Written problem 1: Count the lines in the rows below that contain the string "cookie", treating case as significant. Reply with the number alone.

Ignore some part of input when parsing with ANTLR - antlr

I'm trying to parse a language by ANTLR (ANTLRWorks-3.5.2). The goal is to enter complete input but Antlr gives a parse tree of defined parts in grammar and ignore the rest of inputs, for example this is my grammar :
grammar asap;
project : '/begin PROJECT' name module+ '/end PROJECT';
module : '/begin MODULE'name '/end MODULE';
name : IDENT ;
IDENT : ('a'..'z'|'A'..'Z')('a'..'z'|'A'..'Z'|'0'..'9'|'_'|'.'|':'|'-')*;
Given input:
/begin PROJECT HybridSailboat_2
/begin MODULE engine
/begin A2ML
/include XCP_common_v1_0.aml
"XCP" struct {
taggedstruct Common_Parameters ;
};
/end A2ML
/end MODULE
/end PROJECT
regarding to this input I just want the parse tree contains project and module and not A2ML part.
Is it possible in antlr that it ignore some part of inputs?
Can I specify start and end points of unimportant parts in grammar?

Simply match the A2ML part as a single token in the lexer and skip() it:
grammar asap;
project
: BEGIN_PROJECT name module* END_PROJECT EOF
;
module
: BEGIN_MODULE name END_MODULE
;
name
: IDENT
;
IDENT
: ('a'..'z'|'A'..'Z') ('a'..'z'|'A'..'Z'|'0'..'9'|'_'|'.'|':'|'-')*
;
BEGIN_PROJECT
: '/begin' S 'PROJECT'
;
END_PROJECT
: '/end' S 'PROJECT'
;
BEGIN_MODULE
: '/begin' S 'MODULE'
;
END_MODULE
: '/end' S 'MODULE'
;
A2ML
: '/begin' S 'A2ML' .* '/end' S 'A2ML' {skip();}
;
SPACES
: S {skip();}
;
fragment S
: (' ' | '\t' | '\r' | '\n')+
;

Related

Problems defining an ANTLR parser for template file

I have started working with ANTLR4 to create a syntax parser for a self defined template file format.
The format basically consists of a mandatory part called '#settings' and at least one part called '#region'. Parts body is surrounded by braces.

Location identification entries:
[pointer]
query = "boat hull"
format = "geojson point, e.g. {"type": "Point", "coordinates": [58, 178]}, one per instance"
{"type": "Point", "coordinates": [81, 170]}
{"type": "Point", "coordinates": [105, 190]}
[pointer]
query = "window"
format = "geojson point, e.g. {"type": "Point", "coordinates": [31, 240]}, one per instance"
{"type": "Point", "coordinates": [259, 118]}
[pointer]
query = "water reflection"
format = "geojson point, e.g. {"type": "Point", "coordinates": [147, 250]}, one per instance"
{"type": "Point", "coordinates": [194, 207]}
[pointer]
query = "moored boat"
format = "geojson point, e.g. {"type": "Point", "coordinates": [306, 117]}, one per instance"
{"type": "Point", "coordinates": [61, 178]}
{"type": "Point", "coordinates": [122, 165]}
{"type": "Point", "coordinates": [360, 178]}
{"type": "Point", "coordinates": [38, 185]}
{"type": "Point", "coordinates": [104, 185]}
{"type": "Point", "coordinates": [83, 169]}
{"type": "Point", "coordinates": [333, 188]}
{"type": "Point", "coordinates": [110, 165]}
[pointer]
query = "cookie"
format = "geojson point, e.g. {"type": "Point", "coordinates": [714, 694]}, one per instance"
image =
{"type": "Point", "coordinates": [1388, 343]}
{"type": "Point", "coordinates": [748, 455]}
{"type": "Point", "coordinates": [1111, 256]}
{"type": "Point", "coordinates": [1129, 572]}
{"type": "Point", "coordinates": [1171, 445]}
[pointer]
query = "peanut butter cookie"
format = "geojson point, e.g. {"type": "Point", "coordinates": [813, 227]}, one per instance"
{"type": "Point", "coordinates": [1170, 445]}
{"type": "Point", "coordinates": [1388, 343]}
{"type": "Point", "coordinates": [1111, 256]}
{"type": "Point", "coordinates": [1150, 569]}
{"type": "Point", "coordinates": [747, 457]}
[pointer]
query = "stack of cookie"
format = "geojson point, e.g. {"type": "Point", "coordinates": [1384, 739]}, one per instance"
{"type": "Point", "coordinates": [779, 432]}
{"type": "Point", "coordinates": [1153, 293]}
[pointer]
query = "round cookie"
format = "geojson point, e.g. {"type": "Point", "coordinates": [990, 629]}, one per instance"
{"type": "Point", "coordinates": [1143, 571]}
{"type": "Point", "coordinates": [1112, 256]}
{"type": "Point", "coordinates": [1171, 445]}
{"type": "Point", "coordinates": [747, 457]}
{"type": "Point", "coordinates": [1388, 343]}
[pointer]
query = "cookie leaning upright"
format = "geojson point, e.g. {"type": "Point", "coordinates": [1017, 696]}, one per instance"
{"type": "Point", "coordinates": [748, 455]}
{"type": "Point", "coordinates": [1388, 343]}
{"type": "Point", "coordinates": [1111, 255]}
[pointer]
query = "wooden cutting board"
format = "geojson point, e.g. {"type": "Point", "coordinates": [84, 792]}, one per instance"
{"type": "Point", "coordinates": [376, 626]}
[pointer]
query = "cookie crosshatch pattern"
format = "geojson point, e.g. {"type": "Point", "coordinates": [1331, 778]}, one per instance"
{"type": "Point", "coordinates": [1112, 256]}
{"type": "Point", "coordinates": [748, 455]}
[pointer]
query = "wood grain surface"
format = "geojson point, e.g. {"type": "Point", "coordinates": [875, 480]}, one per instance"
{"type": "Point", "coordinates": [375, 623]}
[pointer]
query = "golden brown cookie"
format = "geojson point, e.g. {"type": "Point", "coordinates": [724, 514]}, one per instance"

Written problem 2: Write the next part of the ANTLR parsing thread, picking up right after its final sentence.

Written response 1: 7

Written response 2:
I have created a sample file and also copy-pasted-modified an antlr g4 file to parse it. Works fine so far:
File:
#settings
{
setting1: value1
setting2: value2
}
#region
{
[Key1]=Value1(Comment1)
[Key2]=Value2(Comment2)
}
The G4 file for this sample:
grammar Template;
start
: section EOF
;
section
: settings regions
;
settings
: '#settings' '{' (settingsText)* '}'
;
settingsText
: TEXT
;
regions
: (region)+
;
region
: '#region' '{' (regionText)* '}'
;
regionName
: NOSPACE
;
regionText
: TEXT
;
TEXT
: (~[\u0000-\u001F])+
;
NOSPACE
: (~[\u0000-\u0020])+
;
WS
: [ \t\n\r] + -> skip
;
This works as expected. Now I want to add complexity to the file format and the parser and extend the #region header by #region NAME (Attributes).
So what I changed in the sample and in the G4 file is:
Sample changed to
...
#region name (attributes, moreAttributes)
{
...
and g4 file modified to
grammar Template;
start
: section EOF
;
section
: settings regions
;
settings
: '#settings' '{' (settingsText)* '}'
;
settingsText
: TEXT
;
regions
: (region)+
;
region
: '#region' regionName (regionAttributes)? '{' (regionText)* '}'
;
regionName
: NOSPACE
;
regionAttributes
: '(' regionAttribute (',' regionAttribute)* ')'
;
regionAttribute
: NOSPACE
;
regionText
: TEXT
;
TEXT
: (~[\u0000-\u001F])+
;
NOSPACE
: (~[\u0000-\u0020])+
;
WS
: [ \t\n\r] + -> skip
;
Now the parser brings up the following error:
Parser error (7, 1): mismatched input '#region name (attributes, moreAttributes)' expecting '#region'
And I don't get why it is behaving like this. I expected the parser to not concat the whole line when comparing. What am I doing wrong?
Thanks.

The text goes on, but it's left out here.